NOT FOR PUBLICATION, RELEASE, DISTRIBUTION OR FORWARDING, DIRECTLY OR
INDIRECTLY, IN WHOLE OR IN PART, IN OR INTO THE UNITED STATES, AUSTRALIA,
CANADA, JAPAN, THE REPUBLIC OF SOUTH AFRICA OR ANY OTHER JURISDICTION IN WHICH
SUCH PUBLICATION, RELEASE OR DISTRIBUTION WOULD BE UNLAWFUL.
FURTHER, THIS ANNOUNCEMENT IS FOR INFORMATION PURPOSES ONLY AND DOES NOT
CONSTITUTE AN OFFER OF SECURITIES IN ANY JURISDICTION. PLEASE SEE THE
IMPORTANT NOTICES AT THE END OF THIS ANNOUNCEMENT.
THIS ANNOUNCEMENT CONTAINS INSIDE INFORMATION
Cardiff, UK
18 May 2023
IQE plc
Result of Placing
IQE plc ("IQE" or "the Company"), a leading supplier of compound semiconductor
wafer products and advanced material solutions to the global semiconductor
industry, is pleased to announce the result of the Placing which was announced
on 17 May 2023.
A total of 150,000,000 new Ordinary Shares in the Company (the "Placing
Shares") have been placed by Peel Hunt LLP ("Peel Hunt") and Numis Securities
Limited ("Numis") (together, the "Joint Bookrunners") at a price of 20 pence
per Placing Share (the "Issue Price"), raising gross proceeds of £30 million
(before expenses). The Company confirms that certain Directors (the
"Participating Directors") have subscribed for, in aggregate 12,700,000
Placing Shares at the Issue Price.

WORK TO DO: Can you reproduce, word for word, the stretch of the IQE placing announcement from "FURTHER, THIS ANNOUNCEMENT" through "17 May 2023."?

MATERIAL SUPPLIED:
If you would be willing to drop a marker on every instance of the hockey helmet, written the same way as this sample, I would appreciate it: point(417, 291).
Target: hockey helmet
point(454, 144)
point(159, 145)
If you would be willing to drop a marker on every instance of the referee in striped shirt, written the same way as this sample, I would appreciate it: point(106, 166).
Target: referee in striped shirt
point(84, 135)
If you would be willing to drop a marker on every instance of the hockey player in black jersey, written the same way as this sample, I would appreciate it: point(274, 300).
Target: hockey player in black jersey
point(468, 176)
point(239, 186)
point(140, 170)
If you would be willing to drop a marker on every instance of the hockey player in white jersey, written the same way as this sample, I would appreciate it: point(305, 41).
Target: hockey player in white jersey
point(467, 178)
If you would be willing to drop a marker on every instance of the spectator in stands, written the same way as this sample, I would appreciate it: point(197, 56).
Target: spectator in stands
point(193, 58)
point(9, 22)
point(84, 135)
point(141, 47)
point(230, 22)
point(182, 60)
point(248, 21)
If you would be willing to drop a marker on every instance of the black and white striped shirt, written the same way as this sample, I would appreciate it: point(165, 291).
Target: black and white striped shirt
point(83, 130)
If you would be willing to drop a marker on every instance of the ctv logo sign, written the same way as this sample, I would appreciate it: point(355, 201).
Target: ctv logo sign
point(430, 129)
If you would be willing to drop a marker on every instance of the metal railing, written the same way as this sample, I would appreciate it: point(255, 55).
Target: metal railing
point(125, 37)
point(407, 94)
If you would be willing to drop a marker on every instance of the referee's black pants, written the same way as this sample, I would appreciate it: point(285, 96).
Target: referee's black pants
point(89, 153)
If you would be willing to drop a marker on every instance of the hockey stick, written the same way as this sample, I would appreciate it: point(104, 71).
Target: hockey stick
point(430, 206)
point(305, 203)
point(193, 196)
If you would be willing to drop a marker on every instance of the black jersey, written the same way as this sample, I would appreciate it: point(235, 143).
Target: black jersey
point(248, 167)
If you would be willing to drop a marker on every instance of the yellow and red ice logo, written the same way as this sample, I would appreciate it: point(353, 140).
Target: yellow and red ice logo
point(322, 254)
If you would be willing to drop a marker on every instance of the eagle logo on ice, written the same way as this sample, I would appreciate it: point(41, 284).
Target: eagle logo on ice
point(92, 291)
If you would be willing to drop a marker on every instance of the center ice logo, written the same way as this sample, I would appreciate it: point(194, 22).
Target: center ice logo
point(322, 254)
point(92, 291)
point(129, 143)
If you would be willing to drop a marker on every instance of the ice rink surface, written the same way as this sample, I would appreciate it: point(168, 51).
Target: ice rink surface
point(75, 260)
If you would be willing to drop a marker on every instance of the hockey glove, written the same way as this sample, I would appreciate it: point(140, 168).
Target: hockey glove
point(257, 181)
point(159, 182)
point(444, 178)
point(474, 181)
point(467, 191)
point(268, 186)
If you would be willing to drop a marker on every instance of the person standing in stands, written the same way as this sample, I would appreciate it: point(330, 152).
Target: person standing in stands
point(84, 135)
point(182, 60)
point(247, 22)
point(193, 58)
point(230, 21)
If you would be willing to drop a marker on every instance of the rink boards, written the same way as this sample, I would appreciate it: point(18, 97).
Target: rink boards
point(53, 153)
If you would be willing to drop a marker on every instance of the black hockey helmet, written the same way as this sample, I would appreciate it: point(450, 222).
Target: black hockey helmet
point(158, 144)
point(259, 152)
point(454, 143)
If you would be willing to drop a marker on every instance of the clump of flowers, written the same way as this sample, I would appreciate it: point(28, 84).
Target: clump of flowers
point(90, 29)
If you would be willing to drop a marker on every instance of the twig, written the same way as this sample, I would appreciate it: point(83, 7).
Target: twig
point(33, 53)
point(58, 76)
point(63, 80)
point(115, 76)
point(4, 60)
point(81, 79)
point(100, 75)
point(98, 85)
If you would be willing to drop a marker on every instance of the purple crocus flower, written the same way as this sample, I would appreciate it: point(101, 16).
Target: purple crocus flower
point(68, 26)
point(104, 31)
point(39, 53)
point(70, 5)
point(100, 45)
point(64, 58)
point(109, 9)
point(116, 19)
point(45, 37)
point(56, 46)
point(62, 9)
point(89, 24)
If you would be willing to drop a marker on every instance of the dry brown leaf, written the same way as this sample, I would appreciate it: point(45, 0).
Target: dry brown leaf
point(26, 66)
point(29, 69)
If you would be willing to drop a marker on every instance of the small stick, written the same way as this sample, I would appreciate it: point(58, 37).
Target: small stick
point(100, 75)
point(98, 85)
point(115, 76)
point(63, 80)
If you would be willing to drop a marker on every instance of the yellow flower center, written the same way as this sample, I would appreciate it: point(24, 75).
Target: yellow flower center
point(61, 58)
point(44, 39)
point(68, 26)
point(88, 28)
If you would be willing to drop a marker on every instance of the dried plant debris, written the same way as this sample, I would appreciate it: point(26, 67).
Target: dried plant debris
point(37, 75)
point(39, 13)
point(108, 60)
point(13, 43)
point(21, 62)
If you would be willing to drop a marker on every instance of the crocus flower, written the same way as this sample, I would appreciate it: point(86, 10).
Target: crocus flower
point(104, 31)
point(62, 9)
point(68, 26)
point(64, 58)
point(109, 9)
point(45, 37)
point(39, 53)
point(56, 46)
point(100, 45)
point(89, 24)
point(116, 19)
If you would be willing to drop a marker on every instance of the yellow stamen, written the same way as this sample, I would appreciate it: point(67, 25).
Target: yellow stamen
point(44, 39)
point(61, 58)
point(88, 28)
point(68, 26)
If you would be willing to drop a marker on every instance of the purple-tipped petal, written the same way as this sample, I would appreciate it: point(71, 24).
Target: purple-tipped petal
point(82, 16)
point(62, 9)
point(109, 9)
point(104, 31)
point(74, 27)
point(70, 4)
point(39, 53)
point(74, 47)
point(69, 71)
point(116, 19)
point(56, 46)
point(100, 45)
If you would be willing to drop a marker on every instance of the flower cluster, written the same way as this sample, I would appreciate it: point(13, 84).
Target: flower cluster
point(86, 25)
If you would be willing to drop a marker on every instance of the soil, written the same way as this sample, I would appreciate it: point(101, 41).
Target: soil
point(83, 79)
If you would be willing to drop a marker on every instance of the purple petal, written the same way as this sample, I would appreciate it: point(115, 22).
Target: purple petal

EXERCISE ANSWER:
FURTHER, THIS ANNOUNCEMENT IS FOR INFORMATION PURPOSES ONLY AND DOES NOT
CONSTITUTE AN OFFER OF SECURITIES IN ANY JURISDICTION. PLEASE SEE THE
IMPORTANT NOTICES AT THE END OF THIS ANNOUNCEMENT.
THIS ANNOUNCEMENT CONTAINS INSIDE INFORMATION
Cardiff, UK
18 May 2023
IQE plc
Result of Placing
IQE plc ("IQE" or "the Company"), a leading supplier of compound semiconductor
wafer products and advanced material solutions to the global semiconductor
industry, is pleased to announce the result of the Placing which was announced
on 17 May 2023.